*** RECORDS TO PROCESS ***
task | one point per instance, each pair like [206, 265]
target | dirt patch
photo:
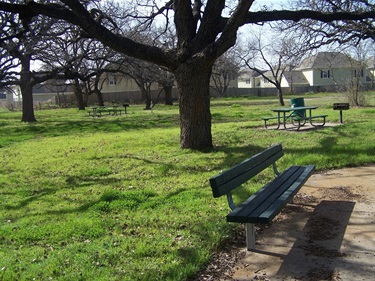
[323, 274]
[321, 228]
[341, 193]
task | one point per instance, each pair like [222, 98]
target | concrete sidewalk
[328, 233]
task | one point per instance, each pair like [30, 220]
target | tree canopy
[204, 30]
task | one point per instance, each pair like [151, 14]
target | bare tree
[203, 34]
[20, 44]
[225, 70]
[271, 58]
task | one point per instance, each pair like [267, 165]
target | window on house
[358, 72]
[325, 74]
[112, 80]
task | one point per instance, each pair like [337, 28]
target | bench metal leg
[250, 236]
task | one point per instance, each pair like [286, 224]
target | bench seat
[265, 204]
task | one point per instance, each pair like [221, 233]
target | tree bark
[26, 92]
[168, 99]
[280, 95]
[194, 105]
[79, 95]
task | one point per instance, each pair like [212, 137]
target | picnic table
[295, 116]
[112, 110]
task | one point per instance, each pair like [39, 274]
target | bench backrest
[230, 179]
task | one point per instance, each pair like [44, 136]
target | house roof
[295, 77]
[327, 60]
[248, 73]
[370, 62]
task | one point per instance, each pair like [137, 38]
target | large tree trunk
[79, 95]
[193, 82]
[280, 95]
[26, 92]
[168, 100]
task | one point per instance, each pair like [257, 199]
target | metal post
[340, 116]
[250, 236]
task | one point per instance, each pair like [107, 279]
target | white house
[331, 68]
[322, 69]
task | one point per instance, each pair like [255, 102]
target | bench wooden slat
[265, 204]
[288, 195]
[235, 176]
[250, 210]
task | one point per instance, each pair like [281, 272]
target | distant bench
[113, 110]
[266, 203]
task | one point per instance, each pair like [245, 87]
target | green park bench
[268, 201]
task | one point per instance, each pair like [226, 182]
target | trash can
[298, 102]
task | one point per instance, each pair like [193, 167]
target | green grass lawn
[115, 198]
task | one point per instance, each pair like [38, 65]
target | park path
[328, 233]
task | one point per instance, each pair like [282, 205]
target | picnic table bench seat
[268, 201]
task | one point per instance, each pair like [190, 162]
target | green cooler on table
[298, 102]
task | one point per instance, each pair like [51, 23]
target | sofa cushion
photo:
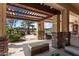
[73, 50]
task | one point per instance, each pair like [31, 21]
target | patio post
[3, 39]
[65, 27]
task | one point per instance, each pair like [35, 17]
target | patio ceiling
[30, 11]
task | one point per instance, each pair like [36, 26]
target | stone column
[3, 39]
[65, 27]
[41, 29]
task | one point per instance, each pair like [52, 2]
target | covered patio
[40, 44]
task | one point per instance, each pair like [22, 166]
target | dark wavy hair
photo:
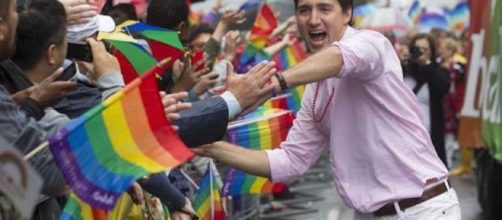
[41, 23]
[345, 4]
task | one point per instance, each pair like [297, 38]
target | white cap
[102, 23]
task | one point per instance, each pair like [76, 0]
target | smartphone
[197, 57]
[80, 52]
[68, 73]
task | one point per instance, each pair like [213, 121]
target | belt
[432, 192]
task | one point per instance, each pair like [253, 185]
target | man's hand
[102, 62]
[253, 88]
[136, 193]
[49, 91]
[79, 11]
[20, 95]
[189, 75]
[186, 213]
[233, 38]
[206, 82]
[172, 105]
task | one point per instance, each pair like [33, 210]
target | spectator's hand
[186, 213]
[206, 82]
[230, 17]
[232, 40]
[49, 91]
[136, 193]
[172, 105]
[79, 11]
[189, 75]
[253, 88]
[103, 62]
[20, 95]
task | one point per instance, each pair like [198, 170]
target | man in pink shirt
[383, 162]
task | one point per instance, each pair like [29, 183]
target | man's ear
[51, 54]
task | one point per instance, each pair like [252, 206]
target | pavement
[317, 199]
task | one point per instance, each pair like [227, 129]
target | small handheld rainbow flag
*** End of RECORDS TO PROCESS ***
TASK — Each record must be repeated exactly, and no picture may be carried over.

COMPLETED EXERCISE —
task | one point per instance, each pair like [206, 265]
target | dirt patch
photo:
[323, 274]
[321, 228]
[341, 193]
task | one point per instance, each pair like [222, 98]
target | concrete sidewalk
[328, 233]
task | one point per instance, each pair like [30, 220]
target | tree canopy
[204, 30]
task | one point per instance, each pair like [151, 14]
target | bare tree
[203, 34]
[20, 44]
[225, 70]
[271, 58]
task | one point per instance, each pair like [267, 165]
target | window on house
[358, 72]
[325, 74]
[112, 80]
task | one point per instance, each pair like [337, 28]
target | bench metal leg
[250, 236]
task | one point per instance, each pair like [286, 224]
target | bench seat
[265, 204]
task | one point per instance, each pair like [221, 233]
target | tree bark
[26, 92]
[168, 99]
[280, 95]
[194, 105]
[79, 95]
task | one point per instance, each pair like [212, 137]
target | picnic table
[295, 116]
[112, 110]
task | one point per instance, each pair like [39, 274]
target | bench backrest
[230, 179]
task | one point per instance, each pair like [44, 136]
target | house roof
[295, 77]
[327, 60]
[248, 73]
[370, 62]
task | one point per instance, each pair like [137, 38]
target | large tree trunk
[79, 95]
[193, 82]
[280, 95]
[26, 92]
[168, 100]
task | one point per instance, each pair like [257, 199]
target | metal post
[340, 116]
[250, 236]
task | one point per instance, each pair like [107, 279]
target | white house
[331, 68]
[322, 69]
task | one point per instance, each pair like [255, 102]
target | bench wooden slat
[265, 204]
[288, 195]
[235, 176]
[250, 210]
task | one point per instance, each pair like [281, 272]
target | distant bench
[113, 110]
[266, 203]
task | one point per instance, each pair like [245, 87]
target | green park bench
[268, 201]
task | one point per instance, each pair like [226, 182]
target | trash can
[298, 102]
task | one point per instance, each pair like [193, 167]
target | green grass lawn
[115, 198]
task | one point per instance, each pair like [38, 65]
target | park path
[328, 233]
task | one point per instance, each pair like [282, 205]
target | picnic table bench seat
[268, 201]
task | one point per instance, each pair like [190, 162]
target | green cooler on table
[298, 102]
task | one point per instance, each pair like [51, 23]
target | sofa cushion
photo:
[73, 50]
task | one point per instance, each pair like [31, 21]
target | patio post
[3, 39]
[65, 27]
task | one point per instance, each pair like [35, 17]
target | patio ceiling
[30, 11]
task | one point per instance, each pair like [36, 26]
target | stone column
[3, 39]
[65, 27]
[41, 29]
task | one point per instance, each pair like [52, 2]
target | covered patio
[40, 44]
task | one point per instance, each pair like [22, 166]
target | dark wavy hair
photo:
[41, 23]
[345, 4]
task | one point per instance, each pair like [297, 38]
target | white cap
[102, 23]
task | one point per instance, each pair like [76, 0]
target | smartphone
[197, 57]
[80, 52]
[68, 73]
task | one point per instance, each pair like [213, 121]
target | belt
[432, 192]
task | one point per instance, each pair like [253, 185]
target | man's hand
[102, 62]
[253, 88]
[136, 193]
[49, 91]
[79, 11]
[20, 95]
[189, 75]
[186, 213]
[233, 38]
[206, 82]
[172, 105]
task | one point per instance, each pair like [33, 210]
target | spectator's hand
[186, 213]
[206, 82]
[230, 17]
[232, 40]
[49, 91]
[136, 193]
[172, 105]
[79, 11]
[189, 75]
[253, 88]
[103, 62]
[20, 95]
task | one point per instance, each pair like [198, 170]
target | man in pink shirt
[383, 162]
task | one point per instance, each pair like [29, 183]
target | man's ear
[51, 54]
task | one point per instance, each pair like [252, 206]
target | pavement
[317, 199]
task | one point per instance, each pair like [227, 129]
target | small handheld rainbow flag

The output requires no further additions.